Record list:

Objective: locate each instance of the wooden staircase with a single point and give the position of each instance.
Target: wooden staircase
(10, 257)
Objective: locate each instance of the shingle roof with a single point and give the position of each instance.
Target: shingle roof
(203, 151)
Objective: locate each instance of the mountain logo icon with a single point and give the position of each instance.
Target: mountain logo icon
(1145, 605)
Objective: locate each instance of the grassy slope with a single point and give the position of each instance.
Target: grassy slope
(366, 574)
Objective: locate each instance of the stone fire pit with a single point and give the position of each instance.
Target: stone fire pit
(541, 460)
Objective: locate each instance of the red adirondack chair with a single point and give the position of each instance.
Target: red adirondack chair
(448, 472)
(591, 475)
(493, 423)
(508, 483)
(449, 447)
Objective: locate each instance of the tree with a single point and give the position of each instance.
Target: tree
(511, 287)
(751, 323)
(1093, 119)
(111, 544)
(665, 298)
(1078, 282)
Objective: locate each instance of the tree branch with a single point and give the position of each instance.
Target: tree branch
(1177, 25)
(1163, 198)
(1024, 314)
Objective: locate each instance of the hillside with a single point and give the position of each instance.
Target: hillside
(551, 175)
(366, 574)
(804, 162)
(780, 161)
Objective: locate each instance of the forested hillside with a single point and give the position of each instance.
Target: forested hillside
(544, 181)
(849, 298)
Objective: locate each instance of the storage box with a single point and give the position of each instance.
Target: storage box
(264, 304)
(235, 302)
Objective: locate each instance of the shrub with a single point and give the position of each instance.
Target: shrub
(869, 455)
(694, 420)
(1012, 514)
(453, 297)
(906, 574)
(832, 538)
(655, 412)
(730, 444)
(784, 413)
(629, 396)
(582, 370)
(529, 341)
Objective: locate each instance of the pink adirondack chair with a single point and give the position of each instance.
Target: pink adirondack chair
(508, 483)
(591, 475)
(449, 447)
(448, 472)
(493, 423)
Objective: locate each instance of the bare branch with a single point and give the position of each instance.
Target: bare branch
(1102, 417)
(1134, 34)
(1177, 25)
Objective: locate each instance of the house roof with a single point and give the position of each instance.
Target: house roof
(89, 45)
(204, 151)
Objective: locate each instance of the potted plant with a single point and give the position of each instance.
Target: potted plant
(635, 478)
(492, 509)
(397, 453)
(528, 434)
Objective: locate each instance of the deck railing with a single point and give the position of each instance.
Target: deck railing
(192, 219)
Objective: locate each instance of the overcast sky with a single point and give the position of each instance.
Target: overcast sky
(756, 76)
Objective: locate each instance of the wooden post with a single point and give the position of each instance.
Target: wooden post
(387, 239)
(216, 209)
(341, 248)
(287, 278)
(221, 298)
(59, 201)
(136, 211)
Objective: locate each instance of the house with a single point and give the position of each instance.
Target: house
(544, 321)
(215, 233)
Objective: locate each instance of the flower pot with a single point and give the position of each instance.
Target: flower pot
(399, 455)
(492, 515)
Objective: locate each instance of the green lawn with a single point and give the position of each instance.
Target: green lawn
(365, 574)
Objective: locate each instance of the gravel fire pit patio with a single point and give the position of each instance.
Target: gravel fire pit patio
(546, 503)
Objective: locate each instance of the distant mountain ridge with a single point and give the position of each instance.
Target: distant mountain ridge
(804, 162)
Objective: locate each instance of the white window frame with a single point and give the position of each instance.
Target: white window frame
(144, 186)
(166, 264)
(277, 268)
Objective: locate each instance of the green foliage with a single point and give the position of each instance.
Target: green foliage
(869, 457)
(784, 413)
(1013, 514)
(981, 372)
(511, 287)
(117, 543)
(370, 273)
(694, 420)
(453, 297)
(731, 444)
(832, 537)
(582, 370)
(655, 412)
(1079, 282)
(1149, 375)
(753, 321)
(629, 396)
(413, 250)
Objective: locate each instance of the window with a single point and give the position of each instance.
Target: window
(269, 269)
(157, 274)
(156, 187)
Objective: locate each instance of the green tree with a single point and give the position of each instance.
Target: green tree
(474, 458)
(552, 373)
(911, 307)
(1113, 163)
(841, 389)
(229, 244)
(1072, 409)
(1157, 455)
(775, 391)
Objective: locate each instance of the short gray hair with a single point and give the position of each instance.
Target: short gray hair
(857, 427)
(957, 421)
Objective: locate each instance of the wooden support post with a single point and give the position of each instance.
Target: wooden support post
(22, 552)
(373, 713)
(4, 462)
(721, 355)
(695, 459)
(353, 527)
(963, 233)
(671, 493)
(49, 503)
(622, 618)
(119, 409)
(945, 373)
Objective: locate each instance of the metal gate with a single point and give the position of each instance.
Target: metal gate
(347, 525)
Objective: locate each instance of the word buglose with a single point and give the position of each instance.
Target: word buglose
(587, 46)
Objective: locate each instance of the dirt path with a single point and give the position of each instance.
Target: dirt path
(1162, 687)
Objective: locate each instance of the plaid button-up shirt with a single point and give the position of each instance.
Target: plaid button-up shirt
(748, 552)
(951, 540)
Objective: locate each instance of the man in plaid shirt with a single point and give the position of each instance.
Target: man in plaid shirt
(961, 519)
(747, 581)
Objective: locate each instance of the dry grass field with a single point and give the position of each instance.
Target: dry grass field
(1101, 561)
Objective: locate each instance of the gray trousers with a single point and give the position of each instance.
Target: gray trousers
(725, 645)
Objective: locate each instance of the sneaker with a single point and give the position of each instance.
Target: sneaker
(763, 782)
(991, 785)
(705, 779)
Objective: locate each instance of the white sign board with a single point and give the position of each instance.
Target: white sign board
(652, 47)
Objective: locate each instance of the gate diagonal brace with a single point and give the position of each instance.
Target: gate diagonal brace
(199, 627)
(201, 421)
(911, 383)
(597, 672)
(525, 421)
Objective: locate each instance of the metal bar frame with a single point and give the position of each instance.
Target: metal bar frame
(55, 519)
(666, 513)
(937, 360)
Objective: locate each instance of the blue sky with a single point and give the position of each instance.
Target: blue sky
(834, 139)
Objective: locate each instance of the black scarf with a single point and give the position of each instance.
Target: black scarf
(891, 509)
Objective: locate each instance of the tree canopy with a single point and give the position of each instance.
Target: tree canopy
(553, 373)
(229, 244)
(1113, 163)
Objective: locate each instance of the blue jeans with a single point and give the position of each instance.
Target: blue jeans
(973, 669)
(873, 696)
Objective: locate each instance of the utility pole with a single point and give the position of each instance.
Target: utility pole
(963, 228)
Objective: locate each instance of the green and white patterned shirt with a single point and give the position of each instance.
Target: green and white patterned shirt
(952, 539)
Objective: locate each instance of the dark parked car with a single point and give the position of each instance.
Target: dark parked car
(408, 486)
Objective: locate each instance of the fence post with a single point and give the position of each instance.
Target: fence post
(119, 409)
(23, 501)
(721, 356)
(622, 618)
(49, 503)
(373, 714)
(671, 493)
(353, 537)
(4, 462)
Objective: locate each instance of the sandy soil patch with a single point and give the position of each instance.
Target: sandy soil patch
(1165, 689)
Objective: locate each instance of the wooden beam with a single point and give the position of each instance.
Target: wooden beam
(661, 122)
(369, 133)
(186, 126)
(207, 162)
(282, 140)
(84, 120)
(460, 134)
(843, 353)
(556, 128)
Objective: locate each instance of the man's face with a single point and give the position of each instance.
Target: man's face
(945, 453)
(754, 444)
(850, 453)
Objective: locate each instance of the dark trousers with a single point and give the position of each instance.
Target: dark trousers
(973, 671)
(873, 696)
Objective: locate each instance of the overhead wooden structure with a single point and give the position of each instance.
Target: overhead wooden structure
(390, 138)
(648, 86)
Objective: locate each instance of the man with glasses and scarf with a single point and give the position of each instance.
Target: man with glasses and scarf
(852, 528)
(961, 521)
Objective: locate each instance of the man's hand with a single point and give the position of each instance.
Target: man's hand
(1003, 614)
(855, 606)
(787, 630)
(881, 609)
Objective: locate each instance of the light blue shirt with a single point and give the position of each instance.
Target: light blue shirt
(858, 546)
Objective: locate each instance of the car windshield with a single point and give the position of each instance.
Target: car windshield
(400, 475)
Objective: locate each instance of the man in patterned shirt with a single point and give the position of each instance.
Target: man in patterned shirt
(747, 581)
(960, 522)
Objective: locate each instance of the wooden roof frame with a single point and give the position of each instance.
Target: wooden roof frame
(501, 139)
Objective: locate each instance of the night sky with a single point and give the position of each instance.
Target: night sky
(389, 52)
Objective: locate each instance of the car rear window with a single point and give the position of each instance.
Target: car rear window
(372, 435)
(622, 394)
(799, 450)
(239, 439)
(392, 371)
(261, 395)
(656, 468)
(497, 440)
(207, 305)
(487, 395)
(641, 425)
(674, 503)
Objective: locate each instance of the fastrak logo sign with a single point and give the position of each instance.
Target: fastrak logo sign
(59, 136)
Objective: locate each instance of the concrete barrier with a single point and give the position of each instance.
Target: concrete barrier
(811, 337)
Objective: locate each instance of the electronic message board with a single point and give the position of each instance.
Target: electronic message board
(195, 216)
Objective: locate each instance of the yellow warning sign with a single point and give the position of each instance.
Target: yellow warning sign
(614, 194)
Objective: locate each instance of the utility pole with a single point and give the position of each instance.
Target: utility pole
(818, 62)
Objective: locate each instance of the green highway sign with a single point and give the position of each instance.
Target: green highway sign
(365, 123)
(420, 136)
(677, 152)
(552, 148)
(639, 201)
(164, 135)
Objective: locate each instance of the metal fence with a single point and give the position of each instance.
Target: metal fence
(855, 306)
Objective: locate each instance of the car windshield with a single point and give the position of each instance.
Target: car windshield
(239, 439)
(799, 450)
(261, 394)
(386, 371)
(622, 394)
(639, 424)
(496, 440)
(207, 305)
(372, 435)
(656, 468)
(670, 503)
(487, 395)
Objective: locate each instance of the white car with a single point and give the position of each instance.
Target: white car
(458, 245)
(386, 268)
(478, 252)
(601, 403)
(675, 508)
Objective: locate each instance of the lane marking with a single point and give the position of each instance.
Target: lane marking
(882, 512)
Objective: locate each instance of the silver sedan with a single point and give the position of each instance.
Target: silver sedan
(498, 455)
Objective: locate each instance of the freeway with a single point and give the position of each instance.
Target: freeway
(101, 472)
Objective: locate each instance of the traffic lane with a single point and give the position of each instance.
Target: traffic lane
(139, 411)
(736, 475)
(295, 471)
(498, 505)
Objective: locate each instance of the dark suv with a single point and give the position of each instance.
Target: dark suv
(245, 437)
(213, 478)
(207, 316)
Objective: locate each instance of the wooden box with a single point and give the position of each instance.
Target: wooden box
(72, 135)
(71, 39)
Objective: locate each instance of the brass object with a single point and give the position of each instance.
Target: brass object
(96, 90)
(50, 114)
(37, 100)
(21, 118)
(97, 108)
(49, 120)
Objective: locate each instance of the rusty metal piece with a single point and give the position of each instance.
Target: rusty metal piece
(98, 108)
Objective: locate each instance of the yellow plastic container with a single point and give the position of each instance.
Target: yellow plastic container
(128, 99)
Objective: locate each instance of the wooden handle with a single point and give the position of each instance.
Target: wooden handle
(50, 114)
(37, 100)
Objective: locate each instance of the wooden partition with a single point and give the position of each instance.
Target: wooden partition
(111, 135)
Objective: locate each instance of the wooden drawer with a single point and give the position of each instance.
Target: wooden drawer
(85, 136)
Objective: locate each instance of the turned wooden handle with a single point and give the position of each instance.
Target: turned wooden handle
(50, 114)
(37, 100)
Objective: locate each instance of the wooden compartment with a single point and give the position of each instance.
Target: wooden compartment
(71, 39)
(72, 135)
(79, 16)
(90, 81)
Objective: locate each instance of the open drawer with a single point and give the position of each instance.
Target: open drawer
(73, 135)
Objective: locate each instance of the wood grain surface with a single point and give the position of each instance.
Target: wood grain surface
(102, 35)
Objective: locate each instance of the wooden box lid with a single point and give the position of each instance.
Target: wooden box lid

Task instructions:
Please print the lines above exactly, from the line with "Objective: locate each instance of the dry" to the line with "(1101, 561)", including both.

Written response:
Objective: locate each instance of the dry grass field with a single point and give the position of each instance.
Target: dry grass field
(1101, 561)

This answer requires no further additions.